Existem várias rotas para se chegar à conclusão de que devemos parar de procriar. Algumas são o que poderíamos chamar de “rotas filantrópicas”. Elas emanam preocupação com os seres humanos que serão trazidos à existência.
De acordo com estes argumentos, a vida é cheia de sofrimento e não devemos criar mais do mesmo. Muitos pró-natalistas rebatem esta sugestão dizendo que o bom na vida supera o mal.
Benatar discorda. Segundo ele, há ampla evidência de pesquisas psicológicas que a maioria das pessoas são propensas a um viés de otimismo e estão sujeitas a outros traços psicológicos que as levam a subestimar a quantidade de “coisas ruins” na vida.
Em segundo lugar, quando olhamos de perto, notamos quanto sofrimento existe. “Considere, por exemplo, os milhões que vivem na pobreza ou sujeitos a violência ou a ameaça da mesma. Aflição psicológica e perturbação é generalizada. As taxas de depressão são elevadas”, fala Benatar.
Nas partes mais pobres do mundo, doenças infecciosas são responsáveis pela maior parte da carga de doenças. No entanto, no mundo desenvolvido, as pessoas também sofrem, com acidentes vasculares cerebrais, doenças degenerativas e câncer. O filósofo afirma que 40% dos homens e 37% das mulheres na Grã-Bretanha desenvolvem câncer em algum momento. Essa probabilidade é alta, então por que deveríamos trazer mais gente no mundo para passar por isso?

◆ Tarefa a realizar: Transcreva, do texto sobre a procriação, o trecho que vai de "Existem várias rotas" até "supera o mal.".

Entradas de dados armazenadas
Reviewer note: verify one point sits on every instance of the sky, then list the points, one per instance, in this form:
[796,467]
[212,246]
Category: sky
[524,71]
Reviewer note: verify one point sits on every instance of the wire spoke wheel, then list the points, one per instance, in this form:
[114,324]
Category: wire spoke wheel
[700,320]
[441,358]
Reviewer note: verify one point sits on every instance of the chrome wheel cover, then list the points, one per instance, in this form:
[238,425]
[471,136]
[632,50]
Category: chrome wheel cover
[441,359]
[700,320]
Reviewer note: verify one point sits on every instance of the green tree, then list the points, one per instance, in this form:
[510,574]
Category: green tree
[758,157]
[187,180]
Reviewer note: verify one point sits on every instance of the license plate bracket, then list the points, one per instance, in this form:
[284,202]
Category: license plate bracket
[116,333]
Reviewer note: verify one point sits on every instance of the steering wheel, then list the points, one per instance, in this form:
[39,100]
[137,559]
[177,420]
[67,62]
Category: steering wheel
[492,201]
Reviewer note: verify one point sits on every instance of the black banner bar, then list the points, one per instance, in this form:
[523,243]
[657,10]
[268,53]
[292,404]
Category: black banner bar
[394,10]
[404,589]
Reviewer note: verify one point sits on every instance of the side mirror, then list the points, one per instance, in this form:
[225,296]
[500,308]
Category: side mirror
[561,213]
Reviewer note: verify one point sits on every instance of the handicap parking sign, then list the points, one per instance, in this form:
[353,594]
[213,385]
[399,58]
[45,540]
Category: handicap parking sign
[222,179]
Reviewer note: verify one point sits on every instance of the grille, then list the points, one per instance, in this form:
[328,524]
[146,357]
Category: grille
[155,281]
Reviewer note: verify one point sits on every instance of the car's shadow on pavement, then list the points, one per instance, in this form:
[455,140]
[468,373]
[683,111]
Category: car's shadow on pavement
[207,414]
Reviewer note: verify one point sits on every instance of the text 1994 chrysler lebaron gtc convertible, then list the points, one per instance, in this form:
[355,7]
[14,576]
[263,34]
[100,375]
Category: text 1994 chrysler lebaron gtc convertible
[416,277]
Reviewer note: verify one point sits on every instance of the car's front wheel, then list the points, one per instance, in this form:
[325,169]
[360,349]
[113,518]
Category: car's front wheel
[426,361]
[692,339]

◆ Resposta do exercício:
Existem várias rotas para se chegar à conclusão de que devemos parar de procriar. Algumas são o que poderíamos chamar de “rotas filantrópicas”. Elas emanam preocupação com os seres humanos que serão trazidos à existência.
De acordo com estes argumentos, a vida é cheia de sofrimento e não devemos criar mais do mesmo. Muitos pró-natalistas rebatem esta sugestão dizendo que o bom na vida supera o mal.